Sylvia Lia, primeira professora surda da USP, se vê como alguém que “abrirá portas” para o ingresso de outros docentes com deficiência, mas ainda enfrenta barreiras para ter visibilidade
Sylvia Lia Grespan Neves na sala de aula - Foto: Marcos Santos/USP Imagens
A docência é um exercício que está para além de abrir a boca e impor um certo conhecimento a alunos e alunas. É sobre comunicar, estabelecer diálogo, troca. Sylvia Lia Grespan Neves sabe bem disso. Recém-contratada da USP, ela é a primeira pessoa surda a ocupar o cargo de professora na Universidade. Na Faculdade de Educação (FE), é uma das responsáveis pela disciplina Educação Especial, Educação de Surdos e Libras, obrigatória a todos os 18 cursos de licenciatura no campus da USP na Cidade Universitária, em São Paulo. Ampliando os horizontes de estudantes, a comunicação por meio da Língua Brasileira de Sinais irá preparar os futuros professores a promoverem a inclusão em sala de aula em um futuro próximo.
A disciplina é bastante disputada pelos professores em formação, como mostra o Jupiter – sistema de registro acadêmico dos alunos de graduação -, sendo muitas vezes a última disciplina a ser cursada para a conquista do diploma. No segundo semestre deste ano, por exemplo, o número de inscritos excedeu o número de vagas disponíveis nas duas turmas cadastradas, vespertino e noturno.
******
**Tarefa proposta:** Dê continuidade ao texto sobre Sylvia Lia, a primeira professora surda da USP, a partir do ponto em que ele para.
******
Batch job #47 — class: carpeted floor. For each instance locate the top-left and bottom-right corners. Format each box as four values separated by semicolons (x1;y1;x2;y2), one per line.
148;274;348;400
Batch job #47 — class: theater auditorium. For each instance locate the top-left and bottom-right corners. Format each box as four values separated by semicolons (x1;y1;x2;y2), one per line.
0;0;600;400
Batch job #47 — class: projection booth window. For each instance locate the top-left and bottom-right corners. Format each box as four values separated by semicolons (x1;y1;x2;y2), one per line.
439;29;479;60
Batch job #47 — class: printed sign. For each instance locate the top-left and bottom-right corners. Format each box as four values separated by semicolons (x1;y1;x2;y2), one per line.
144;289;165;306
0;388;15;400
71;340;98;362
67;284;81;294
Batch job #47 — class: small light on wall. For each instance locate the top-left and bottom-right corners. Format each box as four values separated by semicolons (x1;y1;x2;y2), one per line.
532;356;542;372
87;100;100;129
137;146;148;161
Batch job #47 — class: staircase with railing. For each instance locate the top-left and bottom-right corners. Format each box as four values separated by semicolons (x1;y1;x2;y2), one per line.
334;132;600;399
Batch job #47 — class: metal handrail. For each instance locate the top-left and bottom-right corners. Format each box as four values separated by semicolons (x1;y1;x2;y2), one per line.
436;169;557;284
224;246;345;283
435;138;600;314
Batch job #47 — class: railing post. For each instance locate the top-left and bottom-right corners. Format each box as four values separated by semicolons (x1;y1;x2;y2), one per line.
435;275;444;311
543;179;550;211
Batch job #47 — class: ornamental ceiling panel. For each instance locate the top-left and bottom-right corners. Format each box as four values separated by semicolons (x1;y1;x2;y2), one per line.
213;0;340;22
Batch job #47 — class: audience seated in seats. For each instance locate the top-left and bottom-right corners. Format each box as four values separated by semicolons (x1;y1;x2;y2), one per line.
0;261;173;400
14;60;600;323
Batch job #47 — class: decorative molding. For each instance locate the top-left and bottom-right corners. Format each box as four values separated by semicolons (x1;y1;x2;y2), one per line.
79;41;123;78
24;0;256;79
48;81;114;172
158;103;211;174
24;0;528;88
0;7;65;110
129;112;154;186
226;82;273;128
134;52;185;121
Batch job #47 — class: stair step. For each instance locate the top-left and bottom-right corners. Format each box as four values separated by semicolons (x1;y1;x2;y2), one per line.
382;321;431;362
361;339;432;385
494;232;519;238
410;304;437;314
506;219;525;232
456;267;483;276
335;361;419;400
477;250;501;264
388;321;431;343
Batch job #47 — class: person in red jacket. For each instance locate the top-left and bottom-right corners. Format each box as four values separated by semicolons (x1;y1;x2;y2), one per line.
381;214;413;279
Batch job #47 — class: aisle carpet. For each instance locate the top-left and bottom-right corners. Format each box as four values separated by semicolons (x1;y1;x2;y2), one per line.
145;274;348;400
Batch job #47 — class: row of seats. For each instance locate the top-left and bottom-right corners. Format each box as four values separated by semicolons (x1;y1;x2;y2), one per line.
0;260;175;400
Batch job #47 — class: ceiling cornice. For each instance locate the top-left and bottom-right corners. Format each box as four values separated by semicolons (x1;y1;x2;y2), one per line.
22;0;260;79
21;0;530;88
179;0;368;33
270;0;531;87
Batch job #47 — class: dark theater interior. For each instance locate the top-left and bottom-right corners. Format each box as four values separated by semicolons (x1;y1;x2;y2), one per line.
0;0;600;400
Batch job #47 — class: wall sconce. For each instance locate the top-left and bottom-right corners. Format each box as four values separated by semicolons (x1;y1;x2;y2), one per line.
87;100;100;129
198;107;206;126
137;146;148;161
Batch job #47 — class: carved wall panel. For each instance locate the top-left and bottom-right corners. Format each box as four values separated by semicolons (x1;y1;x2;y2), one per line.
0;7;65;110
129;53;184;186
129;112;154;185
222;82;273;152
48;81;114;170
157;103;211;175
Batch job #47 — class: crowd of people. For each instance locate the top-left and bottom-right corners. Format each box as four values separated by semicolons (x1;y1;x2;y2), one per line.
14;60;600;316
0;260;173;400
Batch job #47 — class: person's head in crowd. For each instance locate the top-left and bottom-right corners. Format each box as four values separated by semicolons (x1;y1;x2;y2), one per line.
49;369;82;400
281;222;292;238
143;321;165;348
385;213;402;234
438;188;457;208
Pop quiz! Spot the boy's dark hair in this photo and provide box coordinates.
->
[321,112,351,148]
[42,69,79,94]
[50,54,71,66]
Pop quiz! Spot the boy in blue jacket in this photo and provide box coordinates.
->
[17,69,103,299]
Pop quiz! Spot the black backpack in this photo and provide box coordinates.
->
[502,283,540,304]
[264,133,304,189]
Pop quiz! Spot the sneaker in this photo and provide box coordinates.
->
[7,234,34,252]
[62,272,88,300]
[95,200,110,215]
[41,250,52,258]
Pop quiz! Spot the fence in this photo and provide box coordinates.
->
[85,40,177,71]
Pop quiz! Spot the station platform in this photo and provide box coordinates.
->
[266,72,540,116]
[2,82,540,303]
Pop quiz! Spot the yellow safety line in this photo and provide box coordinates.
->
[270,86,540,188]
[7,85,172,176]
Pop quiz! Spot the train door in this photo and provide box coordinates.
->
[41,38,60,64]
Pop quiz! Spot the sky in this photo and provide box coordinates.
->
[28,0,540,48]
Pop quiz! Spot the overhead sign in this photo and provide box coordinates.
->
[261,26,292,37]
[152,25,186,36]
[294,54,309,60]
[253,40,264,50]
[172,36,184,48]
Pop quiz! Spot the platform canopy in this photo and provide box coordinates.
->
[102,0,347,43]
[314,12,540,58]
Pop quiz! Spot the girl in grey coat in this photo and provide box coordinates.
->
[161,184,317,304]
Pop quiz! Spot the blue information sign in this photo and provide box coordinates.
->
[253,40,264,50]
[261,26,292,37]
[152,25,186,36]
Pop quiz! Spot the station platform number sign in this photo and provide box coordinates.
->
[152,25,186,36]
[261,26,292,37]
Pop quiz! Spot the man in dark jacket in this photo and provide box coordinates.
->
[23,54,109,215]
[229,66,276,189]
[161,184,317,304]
******
**Resposta à tarefa:**
O Jornal da USP acompanhou algumas aulas da professora Sylvia, ministradas junto de Amanda Assis e Thiago Santos, intérpretes contratados pela FE para atuarem somente durante as aulas. A administração da faculdade relata que, caso o serviço fosse disponibilizado pela própria Universidade, as verbas da unidade poderiam ser direcionadas a outros setores. Também sugere que a presença de intérpretes contratados em regime não terceirizado contribuiria para a difusão de eventos em diversas unidades, traduzidos do português ou outros idiomas para a Língua Brasileira de Sinais. “Até porque pessoas surdas não estão presentes apenas nas escolas, estão em todos os espaços da sociedade”, critica Amanda, que além de intérprete é licenciada e bacharela em Letras na Faculdade de Filosofia, Letras e Ciências Humanas (FFLCH) da USP.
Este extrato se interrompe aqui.